> _Task instructions_:
Go through the records underneath and write each one out again exactly.

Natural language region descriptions
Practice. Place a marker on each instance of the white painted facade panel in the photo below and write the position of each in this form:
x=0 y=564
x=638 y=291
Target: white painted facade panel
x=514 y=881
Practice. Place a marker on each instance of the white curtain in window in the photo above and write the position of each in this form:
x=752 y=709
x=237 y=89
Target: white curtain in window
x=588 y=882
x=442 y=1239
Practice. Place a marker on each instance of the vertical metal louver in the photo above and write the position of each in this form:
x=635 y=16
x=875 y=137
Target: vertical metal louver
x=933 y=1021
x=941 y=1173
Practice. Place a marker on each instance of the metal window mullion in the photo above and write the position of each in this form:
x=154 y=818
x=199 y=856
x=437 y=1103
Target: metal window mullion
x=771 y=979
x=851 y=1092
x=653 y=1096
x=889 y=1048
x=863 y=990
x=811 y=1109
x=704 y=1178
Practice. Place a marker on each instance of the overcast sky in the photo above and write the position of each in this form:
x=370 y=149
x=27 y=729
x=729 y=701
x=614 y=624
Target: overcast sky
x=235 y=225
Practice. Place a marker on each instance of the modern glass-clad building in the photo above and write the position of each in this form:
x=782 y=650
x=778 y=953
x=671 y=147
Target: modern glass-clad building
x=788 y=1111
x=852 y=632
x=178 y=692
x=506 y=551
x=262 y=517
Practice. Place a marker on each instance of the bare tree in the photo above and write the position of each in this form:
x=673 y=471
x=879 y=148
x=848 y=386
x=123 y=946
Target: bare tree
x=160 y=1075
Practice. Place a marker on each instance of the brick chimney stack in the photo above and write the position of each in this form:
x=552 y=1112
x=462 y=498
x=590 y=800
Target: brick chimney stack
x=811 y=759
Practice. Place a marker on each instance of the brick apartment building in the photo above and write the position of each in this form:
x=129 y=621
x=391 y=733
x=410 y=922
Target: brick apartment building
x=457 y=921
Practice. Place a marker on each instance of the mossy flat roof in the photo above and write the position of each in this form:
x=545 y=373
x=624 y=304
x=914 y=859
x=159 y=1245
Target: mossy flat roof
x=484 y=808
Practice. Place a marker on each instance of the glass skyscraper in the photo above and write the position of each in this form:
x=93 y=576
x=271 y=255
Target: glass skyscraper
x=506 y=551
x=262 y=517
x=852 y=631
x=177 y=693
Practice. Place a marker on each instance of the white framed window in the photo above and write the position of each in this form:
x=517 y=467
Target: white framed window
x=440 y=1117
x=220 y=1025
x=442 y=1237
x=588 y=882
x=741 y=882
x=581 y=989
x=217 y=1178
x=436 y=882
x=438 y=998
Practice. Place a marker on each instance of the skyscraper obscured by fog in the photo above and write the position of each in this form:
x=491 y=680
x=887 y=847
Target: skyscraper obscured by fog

> _Written response_:
Practice. Place a marker on each instance of the white painted facade panel in the photo below and write the position of each in this form:
x=0 y=564
x=638 y=291
Target: white painted facade panel
x=514 y=881
Practice. Place a marker on each instance of the white curtain in window in the photo above and write the position of each in this form:
x=752 y=709
x=237 y=89
Target: white curtain in window
x=588 y=882
x=442 y=1239
Practice. Place a marker on each instance of the vertical metal louver in the photo above and write the position of each in this form:
x=635 y=16
x=875 y=137
Target: vertical metal louver
x=933 y=1021
x=941 y=1173
Practice. Place a marker on each instance of the metal window mullion in the photo above and write the position of each in this form:
x=154 y=818
x=199 y=856
x=437 y=1103
Target: metal window mullion
x=771 y=979
x=851 y=1092
x=653 y=1096
x=889 y=1048
x=863 y=990
x=811 y=1109
x=704 y=1178
Practice. Place a marker on each instance of the overcast sky in the photo above and write the position of each in this form:
x=370 y=149
x=27 y=729
x=729 y=701
x=614 y=624
Target: overcast sky
x=235 y=225
Practice. Place a marker on each instance of the modern glass-clad building in the photo above and write the position of each in this form:
x=782 y=650
x=778 y=953
x=671 y=147
Target: modern glass-clad building
x=788 y=1111
x=852 y=632
x=178 y=692
x=506 y=551
x=262 y=517
Practice. Place a marker on each instance of the bare tree in the photo above and write the position of each in this form:
x=673 y=471
x=879 y=148
x=848 y=386
x=123 y=946
Target: bare tree
x=160 y=1075
Practice. Place a marker on each instance of the brick chimney stack in the photo above and write the position of each in this form:
x=552 y=1112
x=462 y=498
x=590 y=800
Target: brick chimney stack
x=811 y=759
Practice. Place a marker on each instance of the brick apartment building in the photo above and write the position of each in this form:
x=129 y=621
x=391 y=733
x=410 y=922
Target: brick apartment building
x=457 y=921
Practice. Place a marker on each instance of the mossy flat roof in the photo above and write the position of each in this form:
x=545 y=373
x=624 y=304
x=914 y=859
x=159 y=1245
Target: mossy flat roof
x=484 y=808
Practice. Place a marker on each instance of the glass skyscraper in the photo above and write the position of each in this form:
x=93 y=576
x=271 y=255
Target: glass skyscraper
x=506 y=551
x=262 y=517
x=852 y=631
x=177 y=693
Practice. Place a marker on each instance of the white framed window in the photo above and write the position of each in this form:
x=517 y=467
Target: white framed window
x=440 y=1117
x=220 y=1025
x=442 y=1237
x=588 y=882
x=741 y=882
x=581 y=989
x=217 y=1178
x=436 y=882
x=438 y=998
Practice. Place a marker on each instance of the skyscraper obscured by fog in the photo above and write the position of each in this form:
x=491 y=680
x=887 y=847
Target: skyscraper obscured by fog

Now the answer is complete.